**本文**:
以前にも紹介したはず。
でも今、改めて取り上げることは、無意味ではなかろう。
昭和天皇が終戦間もない頃に、
「戦争の原因と防止の不可能なりし所以(ゆえん)」について
語られた内容を、侍従次長だった木下道雄氏が記録していた
(同氏『側近日誌』所収の「聖談拝聴録原稿(木下氏のメモ)③」)。
そこには以下のようなご発言があった。「我が国の国民性に付いて思うことは付和雷同性の多いことで、
これは多いに改善の要があると考える。
…戦前及び戦時中のことを回想して見ても、今の首相の吉田(茂)
などのように自分の主義を固守した人もいるが、多くは平和論乃至
(ないし)親英米論を肝(きも)に持っておっても、
これを口にすると軍部から不忠(ふちゅう)呼ばわりされたり
非愛国者の扱いをされるものだから、沈黙を守るか又は自分の主義を
捨てて軍部の主戦論に付和雷同して戦争論をふり回す。
かように国民性に落ち着きのないことが、戦争防止の困難であった
1つの原因であった」と。昭和天皇のお嘆きから既に長い歳月が流れた。
果たして、「付和雷同性の多い」「落ち着きのない」「国民性」は、
「改善」されたか。
「感染治療学」がご専門の岩田健太郎氏の指摘にも、次のようにあった。「日本人は同調圧力に弱く、人と違うことに耐えられず」
「ルールを決められると、思考停止してそれに徹底的に従ってしまい」
「政府に正しいガイドライン、正しい答えを出せ、と過大な要求をしている」と。必ずしも、はかばかしく改善されてはいないのではあるまいか。
ひょっとしたら、更に悪化している可能性も否定できないだろう。
だが、新型コロナへの対応にも「付和雷同」は禁物のようだ。

**課題**:
本文によれば、昭和天皇が終戦間もない頃に語った内容を記録していたのは誰か。 この一覧は本文とは関係がない。

**データ一覧**:
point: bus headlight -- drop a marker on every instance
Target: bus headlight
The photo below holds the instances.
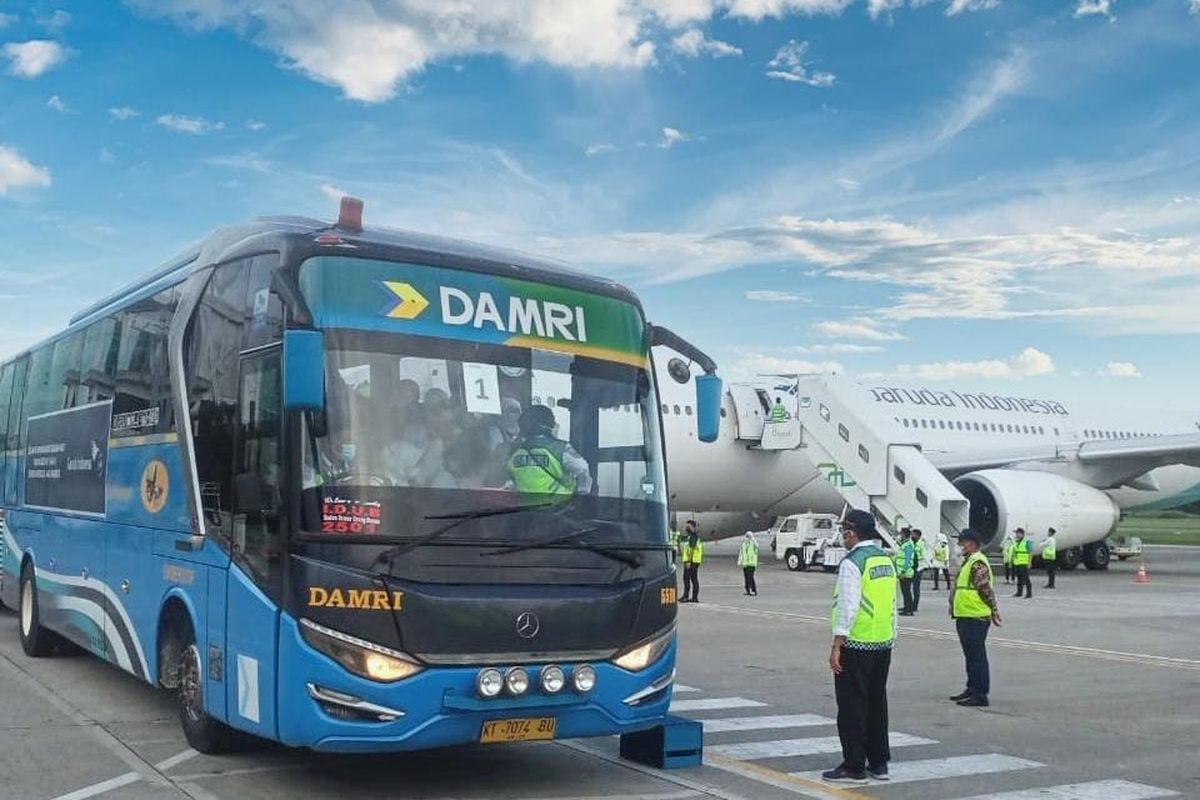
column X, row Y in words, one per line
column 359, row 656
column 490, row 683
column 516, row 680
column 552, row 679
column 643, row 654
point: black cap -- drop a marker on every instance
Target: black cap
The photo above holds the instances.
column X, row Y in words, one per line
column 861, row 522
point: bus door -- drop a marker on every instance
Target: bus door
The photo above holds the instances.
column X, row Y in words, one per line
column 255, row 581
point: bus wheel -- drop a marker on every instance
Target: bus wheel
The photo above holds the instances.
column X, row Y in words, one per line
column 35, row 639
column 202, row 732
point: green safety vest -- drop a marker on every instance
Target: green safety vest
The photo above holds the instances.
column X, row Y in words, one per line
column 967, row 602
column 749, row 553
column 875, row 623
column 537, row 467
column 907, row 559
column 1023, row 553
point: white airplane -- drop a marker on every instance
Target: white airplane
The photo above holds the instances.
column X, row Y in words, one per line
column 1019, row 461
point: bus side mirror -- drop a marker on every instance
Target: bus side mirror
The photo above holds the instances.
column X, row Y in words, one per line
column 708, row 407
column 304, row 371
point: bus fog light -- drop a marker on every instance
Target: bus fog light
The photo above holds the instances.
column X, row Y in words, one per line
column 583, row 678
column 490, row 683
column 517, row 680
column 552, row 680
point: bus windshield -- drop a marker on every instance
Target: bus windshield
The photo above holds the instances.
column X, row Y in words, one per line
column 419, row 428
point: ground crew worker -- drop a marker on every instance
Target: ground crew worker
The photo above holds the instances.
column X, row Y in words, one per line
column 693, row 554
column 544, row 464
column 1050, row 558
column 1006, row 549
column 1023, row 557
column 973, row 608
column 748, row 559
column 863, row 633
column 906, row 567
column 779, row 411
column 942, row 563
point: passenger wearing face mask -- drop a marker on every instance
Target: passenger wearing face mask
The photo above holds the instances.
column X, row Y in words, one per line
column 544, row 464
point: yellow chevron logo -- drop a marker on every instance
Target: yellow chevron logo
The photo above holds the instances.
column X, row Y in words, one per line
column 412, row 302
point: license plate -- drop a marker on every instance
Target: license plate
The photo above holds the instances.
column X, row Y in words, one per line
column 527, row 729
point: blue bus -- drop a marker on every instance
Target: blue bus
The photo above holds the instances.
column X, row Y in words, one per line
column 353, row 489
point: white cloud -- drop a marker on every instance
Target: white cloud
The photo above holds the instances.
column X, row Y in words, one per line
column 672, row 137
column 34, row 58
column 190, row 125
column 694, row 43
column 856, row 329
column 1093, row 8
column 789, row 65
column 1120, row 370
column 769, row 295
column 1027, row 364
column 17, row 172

**解答**:
侍従次長だった木下道雄氏。